Work to complete:
• a. Report each line of the entries that contains the word "green", copying every such line in full.
• b. Pick up the text on K⁺Λ(1405) photoproduction after its final sentence and keep writing it.

Provided text:

# K⁺Λ(1405) photoproduction and line shape

see also: Photoproduction of K⁺Λ(1405) → K⁺π⁰Σ⁰ extending to forward angles and low momentum transfer, G. Scheluchin et al.

The Λ(1405) has remained an enigmatic state since its discovery 60 years ago. Located directly at the KN threshold, before the advent of the quark model it initially was predicted by Dalitz and Tuan as a KN molecule [1], later taken as a genuine 3-quark state, but its nature always remained disputed due to its unusally low mass in relation to the non-strange negative parity partner S_{11}(1535) and its strange angular momentum partner Λ(1520). The 2010 edition of the PDG then stated: “... settle the decades-long discussion about the nature of the Λ(1405)– true 3-quark state or mere KN threshold effect? – unambiguously in favor of the first interpretation.“ Only six years later then the backward roll: “The Λ(1405) resonance ... is the *archetype* of what is called a dynamically generated resonance, as pioneered by Dalitz and Tuan“ (PDG 2016).

Provided data:
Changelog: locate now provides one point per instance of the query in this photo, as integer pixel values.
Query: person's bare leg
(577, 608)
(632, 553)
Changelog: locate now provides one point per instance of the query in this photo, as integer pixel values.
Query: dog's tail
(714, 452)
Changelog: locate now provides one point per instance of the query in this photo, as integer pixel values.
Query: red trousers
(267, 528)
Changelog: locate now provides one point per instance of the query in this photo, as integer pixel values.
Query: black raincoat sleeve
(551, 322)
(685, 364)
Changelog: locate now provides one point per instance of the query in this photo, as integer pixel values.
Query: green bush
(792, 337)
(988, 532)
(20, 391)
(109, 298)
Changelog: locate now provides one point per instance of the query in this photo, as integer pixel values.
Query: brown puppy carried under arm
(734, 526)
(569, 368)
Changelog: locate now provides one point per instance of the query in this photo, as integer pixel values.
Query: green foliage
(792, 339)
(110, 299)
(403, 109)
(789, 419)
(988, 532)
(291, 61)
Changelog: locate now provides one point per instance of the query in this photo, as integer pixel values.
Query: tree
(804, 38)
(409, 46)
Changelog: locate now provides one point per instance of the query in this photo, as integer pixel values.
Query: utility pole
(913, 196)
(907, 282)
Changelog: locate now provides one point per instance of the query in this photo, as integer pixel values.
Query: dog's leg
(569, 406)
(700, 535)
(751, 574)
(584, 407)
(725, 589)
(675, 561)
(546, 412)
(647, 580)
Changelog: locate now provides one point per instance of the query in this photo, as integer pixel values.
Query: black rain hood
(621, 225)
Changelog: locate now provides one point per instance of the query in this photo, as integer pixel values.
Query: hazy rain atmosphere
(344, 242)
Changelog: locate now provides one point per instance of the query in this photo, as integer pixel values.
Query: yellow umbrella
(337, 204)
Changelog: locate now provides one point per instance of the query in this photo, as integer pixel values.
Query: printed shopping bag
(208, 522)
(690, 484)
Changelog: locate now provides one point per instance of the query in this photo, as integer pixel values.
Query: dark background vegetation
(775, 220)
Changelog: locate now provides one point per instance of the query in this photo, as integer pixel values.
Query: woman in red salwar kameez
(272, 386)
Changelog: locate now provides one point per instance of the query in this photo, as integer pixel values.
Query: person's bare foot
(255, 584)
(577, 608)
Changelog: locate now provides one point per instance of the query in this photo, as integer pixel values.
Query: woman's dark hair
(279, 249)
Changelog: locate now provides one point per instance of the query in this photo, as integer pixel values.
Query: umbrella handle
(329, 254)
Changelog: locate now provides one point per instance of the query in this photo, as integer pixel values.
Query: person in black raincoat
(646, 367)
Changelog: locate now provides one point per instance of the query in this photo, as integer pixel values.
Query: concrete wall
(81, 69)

Responses to the exercise:
• a.
Query: green bush
Query: green foliage

• b.
Chiral unitary approaches describe the Λ(1405) as a superposition of two isospin-0 poles [2–5]. Due to different couplings of the two poles to the three charge combinations in the decay Λ(1405) → (Σπ)⁰, different Σ⁺π⁻, Σ⁻π⁺ and Σ⁰π⁰ invariant mass distributions (commonly referred to as line shapes) have been predicted and experimentally confirmed in K⁺Λ(1405) photoproduction [6]. The detailed analysis of Ref. [5] extracted poles at approximately 1330 and 1430 MeV with widths of 50–90 MeV for the lower pole and 10–12 MeV for the higher one. It had been shown previously that, in principle, the two-pole structure should be visible from the Σ⁰π⁰ decay channel alone [7].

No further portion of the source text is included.